• [Excerpt]

******

This research is possible thanks to the generous support and cooperation of the Israeli Ministry of Environmental Protection.

 

 

Electric vehicles in private transportation

 

The Israeli transport sector in general is responsible for about 19% of the energy consumption, which is based to large extent on imported fossil energy sources, such as oil and refined petroleum products. For strategic, economic and environmental reasons, the state of Israel has decided to diversify its sources of energy for transportation

The new gas discoveries in Israel, along with the technological development worldwide, allow switching transportation to alternative energy sources such as electricity and gas which become viable options. While there is a vast knowledge around the world on the environmental impact of energy production and consumption for transportation, policy makers in Israel face luck of information in the Israeli context. Moreover, anticipated future usage of natural gas can impact the great debate taking place in Israel these days on the possibility of exporting the natural gas resources recently discovered. In this research we made adaptation of published literature worldwide in this field to the Israeli case study.

 

The research examined different environmental impacts of various energy alternative sources for private transportation in Israel. Using ‘Life Cycle Assessment’ methodology we compare Electric Vehicle, GTL and Methanol85 fuel cycles versus traditional petrol and diesel. We examine the full life cycle from the primary energy source along the life cycle of fuel and vehicle value chain, also known as ‘Well to Wheel’ approach. Our analysis addresses a number of elements such as energy efficiency, use of water resources, land use, waste generated, GHG emissions and other air emissions. These quantitative values are further translated into economic values.

******

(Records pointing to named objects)
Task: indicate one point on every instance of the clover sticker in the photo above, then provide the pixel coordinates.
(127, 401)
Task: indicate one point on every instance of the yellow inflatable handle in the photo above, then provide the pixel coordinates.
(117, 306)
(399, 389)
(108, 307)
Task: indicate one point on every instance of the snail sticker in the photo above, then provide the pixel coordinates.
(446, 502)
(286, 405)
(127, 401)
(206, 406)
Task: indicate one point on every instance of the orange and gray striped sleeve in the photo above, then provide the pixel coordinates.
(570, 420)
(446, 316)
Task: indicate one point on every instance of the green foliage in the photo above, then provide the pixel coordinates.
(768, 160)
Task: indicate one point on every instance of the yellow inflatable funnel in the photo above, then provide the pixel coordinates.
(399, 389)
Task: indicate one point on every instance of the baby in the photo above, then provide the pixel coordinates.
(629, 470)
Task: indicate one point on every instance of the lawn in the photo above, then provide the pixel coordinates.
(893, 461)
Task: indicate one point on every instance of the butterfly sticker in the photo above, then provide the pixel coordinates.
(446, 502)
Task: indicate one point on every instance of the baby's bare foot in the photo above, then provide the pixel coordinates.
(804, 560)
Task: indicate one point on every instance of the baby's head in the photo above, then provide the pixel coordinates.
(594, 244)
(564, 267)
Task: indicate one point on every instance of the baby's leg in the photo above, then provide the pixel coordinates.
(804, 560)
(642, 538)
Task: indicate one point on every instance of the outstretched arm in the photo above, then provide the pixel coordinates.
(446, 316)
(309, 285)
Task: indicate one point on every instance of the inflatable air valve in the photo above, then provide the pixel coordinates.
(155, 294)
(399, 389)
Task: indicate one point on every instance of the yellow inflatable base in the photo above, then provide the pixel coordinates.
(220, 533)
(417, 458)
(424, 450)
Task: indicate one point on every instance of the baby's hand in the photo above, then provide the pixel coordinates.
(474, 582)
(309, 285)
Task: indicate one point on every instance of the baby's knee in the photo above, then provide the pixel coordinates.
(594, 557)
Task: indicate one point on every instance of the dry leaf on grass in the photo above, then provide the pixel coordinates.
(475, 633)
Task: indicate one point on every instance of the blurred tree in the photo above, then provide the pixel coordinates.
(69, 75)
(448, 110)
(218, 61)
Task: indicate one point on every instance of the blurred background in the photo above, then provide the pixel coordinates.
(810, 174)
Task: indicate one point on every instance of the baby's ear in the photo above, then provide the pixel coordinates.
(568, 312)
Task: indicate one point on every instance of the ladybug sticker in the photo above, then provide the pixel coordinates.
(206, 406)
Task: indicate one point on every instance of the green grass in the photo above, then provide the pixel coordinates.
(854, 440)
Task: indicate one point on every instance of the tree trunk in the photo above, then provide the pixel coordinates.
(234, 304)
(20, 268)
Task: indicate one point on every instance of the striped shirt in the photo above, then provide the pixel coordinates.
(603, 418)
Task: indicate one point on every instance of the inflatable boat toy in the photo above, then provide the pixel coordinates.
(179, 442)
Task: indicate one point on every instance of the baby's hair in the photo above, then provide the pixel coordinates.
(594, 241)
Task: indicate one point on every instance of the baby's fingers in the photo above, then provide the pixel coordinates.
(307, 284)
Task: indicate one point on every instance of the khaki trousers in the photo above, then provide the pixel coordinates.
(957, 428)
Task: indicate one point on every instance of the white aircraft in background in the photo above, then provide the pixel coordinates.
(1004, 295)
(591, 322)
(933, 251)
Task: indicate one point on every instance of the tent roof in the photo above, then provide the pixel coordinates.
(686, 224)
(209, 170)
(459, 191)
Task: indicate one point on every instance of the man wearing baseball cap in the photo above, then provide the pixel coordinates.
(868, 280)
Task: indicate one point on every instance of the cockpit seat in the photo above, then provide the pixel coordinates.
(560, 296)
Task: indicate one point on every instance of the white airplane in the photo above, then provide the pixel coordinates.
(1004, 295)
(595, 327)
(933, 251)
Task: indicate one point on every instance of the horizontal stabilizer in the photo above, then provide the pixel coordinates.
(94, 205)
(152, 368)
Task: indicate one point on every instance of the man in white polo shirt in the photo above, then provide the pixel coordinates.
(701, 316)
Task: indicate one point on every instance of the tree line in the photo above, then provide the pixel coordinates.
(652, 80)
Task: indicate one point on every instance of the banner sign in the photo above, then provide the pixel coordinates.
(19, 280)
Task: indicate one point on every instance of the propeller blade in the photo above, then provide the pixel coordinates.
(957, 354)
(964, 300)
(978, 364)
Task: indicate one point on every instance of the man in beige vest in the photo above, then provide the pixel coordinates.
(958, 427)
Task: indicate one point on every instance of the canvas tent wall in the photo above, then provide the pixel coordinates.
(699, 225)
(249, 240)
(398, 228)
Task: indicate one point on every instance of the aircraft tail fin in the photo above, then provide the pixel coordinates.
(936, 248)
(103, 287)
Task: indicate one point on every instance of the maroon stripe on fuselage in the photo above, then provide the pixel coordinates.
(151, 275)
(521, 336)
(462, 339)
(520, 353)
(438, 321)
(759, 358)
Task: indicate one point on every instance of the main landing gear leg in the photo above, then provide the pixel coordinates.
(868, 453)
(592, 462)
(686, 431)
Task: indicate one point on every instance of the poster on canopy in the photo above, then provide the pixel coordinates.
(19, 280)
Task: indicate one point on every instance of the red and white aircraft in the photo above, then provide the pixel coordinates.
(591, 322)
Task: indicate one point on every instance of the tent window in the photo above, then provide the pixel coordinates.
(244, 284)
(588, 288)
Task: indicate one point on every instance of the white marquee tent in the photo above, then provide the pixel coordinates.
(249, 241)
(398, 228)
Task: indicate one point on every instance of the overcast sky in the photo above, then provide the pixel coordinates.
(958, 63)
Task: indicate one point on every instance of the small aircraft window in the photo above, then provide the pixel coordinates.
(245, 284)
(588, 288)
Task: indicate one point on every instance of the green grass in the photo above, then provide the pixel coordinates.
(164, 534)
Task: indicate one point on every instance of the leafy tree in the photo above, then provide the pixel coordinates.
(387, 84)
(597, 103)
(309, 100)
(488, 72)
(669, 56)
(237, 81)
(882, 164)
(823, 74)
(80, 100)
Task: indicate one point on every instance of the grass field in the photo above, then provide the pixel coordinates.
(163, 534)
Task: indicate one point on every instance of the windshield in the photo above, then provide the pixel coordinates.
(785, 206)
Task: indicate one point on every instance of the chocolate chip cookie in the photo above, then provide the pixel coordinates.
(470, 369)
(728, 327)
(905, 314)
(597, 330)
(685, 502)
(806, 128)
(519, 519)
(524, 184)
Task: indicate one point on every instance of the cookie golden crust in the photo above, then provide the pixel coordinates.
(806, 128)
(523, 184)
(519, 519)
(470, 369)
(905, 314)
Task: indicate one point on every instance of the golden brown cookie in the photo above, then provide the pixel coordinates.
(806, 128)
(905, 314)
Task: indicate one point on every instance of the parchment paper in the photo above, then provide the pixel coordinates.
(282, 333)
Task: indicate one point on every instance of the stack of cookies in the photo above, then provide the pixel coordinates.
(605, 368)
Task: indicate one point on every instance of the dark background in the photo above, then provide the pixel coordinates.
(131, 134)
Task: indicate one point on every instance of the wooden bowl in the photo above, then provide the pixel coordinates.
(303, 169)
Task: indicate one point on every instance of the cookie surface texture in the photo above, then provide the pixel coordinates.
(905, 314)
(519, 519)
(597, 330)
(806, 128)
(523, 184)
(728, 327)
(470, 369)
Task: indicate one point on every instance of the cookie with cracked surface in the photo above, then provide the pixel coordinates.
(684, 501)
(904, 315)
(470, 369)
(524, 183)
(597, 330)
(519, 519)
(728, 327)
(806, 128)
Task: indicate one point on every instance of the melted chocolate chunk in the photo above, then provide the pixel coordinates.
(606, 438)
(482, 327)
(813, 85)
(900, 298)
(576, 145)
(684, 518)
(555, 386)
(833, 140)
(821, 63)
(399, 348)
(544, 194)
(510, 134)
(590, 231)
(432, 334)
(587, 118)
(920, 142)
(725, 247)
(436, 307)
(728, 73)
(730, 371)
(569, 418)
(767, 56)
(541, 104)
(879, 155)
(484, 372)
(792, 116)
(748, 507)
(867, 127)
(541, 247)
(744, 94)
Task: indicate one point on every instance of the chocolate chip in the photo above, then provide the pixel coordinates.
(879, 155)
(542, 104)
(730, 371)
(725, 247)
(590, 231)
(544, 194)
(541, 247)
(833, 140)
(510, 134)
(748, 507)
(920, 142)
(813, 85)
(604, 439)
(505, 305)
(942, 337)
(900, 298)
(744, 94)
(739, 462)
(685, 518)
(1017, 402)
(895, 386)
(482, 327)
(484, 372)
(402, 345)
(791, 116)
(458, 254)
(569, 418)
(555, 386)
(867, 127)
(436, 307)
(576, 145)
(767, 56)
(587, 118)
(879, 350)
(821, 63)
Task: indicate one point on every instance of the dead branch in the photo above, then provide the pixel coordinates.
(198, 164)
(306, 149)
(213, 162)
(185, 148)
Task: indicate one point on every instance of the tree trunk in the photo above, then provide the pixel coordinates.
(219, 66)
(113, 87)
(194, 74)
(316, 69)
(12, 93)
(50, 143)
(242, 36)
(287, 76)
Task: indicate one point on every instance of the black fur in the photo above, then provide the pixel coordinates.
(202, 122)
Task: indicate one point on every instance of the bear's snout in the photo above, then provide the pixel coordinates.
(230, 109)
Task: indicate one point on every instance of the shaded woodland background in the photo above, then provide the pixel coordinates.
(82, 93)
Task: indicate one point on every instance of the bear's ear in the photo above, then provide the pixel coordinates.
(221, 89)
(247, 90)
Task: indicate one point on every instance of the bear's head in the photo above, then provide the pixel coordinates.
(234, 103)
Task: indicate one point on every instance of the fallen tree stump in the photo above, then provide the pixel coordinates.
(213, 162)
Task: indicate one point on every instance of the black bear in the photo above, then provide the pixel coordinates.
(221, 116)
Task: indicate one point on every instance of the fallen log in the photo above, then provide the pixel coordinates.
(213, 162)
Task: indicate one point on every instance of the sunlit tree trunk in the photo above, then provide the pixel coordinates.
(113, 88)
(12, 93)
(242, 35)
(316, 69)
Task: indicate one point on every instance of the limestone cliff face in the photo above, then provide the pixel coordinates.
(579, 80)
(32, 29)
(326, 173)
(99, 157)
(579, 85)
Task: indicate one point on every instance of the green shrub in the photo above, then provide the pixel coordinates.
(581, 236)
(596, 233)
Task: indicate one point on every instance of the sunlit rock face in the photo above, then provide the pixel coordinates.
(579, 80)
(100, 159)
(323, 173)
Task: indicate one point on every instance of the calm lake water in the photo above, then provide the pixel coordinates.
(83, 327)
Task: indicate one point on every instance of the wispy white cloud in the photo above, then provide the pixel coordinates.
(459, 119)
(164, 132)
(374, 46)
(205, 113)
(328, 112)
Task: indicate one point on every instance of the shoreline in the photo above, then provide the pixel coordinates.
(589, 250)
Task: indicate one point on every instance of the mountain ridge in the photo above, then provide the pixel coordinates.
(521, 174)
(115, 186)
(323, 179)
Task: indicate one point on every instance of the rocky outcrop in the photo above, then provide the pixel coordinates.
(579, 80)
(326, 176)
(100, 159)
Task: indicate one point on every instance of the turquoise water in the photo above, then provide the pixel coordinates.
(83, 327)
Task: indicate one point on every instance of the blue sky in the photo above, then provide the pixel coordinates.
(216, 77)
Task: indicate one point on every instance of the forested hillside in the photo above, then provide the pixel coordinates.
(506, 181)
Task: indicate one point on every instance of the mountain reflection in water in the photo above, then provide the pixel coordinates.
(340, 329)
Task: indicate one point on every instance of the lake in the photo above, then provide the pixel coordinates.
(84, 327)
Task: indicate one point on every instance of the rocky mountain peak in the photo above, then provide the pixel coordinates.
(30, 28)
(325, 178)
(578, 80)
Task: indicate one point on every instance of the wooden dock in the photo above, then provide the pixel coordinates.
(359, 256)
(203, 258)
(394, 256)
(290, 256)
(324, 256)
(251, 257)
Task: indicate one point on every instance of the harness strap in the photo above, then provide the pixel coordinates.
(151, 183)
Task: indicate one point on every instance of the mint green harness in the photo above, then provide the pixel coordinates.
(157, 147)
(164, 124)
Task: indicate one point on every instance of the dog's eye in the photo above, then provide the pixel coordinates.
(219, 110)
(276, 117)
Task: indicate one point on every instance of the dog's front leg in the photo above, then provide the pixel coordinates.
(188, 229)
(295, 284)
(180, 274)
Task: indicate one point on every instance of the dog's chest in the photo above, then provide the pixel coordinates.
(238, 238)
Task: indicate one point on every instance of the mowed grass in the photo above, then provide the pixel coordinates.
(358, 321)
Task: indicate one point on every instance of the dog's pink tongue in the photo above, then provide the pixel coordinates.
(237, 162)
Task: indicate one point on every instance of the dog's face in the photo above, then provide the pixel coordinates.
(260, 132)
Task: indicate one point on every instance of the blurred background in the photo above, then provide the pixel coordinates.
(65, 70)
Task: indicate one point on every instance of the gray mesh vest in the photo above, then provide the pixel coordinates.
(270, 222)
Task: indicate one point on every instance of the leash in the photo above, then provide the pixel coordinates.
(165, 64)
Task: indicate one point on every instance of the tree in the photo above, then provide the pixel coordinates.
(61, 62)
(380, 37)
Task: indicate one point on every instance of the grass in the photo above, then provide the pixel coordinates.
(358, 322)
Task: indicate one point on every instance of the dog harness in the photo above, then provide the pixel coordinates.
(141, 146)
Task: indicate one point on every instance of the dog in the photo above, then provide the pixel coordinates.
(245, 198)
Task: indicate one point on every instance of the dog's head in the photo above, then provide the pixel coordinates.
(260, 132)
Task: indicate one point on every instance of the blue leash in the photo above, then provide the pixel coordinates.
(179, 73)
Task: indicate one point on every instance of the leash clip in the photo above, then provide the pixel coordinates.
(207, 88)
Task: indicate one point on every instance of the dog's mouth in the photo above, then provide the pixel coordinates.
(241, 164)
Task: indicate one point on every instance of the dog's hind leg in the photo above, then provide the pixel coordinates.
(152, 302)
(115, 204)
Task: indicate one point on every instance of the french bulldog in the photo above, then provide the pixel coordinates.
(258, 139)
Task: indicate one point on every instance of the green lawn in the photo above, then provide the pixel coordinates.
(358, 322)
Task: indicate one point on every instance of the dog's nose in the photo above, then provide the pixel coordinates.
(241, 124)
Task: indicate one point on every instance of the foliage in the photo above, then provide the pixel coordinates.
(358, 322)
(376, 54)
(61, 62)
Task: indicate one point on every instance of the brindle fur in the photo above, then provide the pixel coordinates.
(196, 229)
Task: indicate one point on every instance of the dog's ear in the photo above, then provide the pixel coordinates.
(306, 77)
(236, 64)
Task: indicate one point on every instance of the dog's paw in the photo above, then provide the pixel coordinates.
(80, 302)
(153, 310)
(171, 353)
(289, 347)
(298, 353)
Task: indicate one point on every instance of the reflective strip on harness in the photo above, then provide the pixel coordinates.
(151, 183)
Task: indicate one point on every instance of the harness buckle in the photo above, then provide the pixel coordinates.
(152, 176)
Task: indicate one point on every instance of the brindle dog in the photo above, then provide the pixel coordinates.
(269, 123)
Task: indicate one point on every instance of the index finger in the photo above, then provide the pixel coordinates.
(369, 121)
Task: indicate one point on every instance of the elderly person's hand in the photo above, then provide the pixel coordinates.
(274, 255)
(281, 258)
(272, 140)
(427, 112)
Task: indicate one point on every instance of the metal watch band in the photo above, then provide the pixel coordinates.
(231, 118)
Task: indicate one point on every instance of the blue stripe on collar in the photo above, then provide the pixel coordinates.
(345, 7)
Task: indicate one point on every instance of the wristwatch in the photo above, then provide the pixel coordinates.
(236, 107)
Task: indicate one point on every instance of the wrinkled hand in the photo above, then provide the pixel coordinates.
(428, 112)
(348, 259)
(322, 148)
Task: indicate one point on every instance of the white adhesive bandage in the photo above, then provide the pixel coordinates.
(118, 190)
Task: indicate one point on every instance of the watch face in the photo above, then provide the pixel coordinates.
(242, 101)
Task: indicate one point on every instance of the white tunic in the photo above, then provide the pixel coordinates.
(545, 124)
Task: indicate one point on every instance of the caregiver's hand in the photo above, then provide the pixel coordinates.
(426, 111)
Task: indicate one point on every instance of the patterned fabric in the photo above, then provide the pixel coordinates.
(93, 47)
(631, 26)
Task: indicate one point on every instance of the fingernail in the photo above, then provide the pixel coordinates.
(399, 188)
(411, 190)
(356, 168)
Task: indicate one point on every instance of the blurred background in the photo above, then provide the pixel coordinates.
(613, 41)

******

• [Aim of the task] According to the excerpt on transportation energy in Israel, what share of energy consumption is the Israeli transport sector responsible for? This material was taken from a separate source.

• [Task response] About 19%.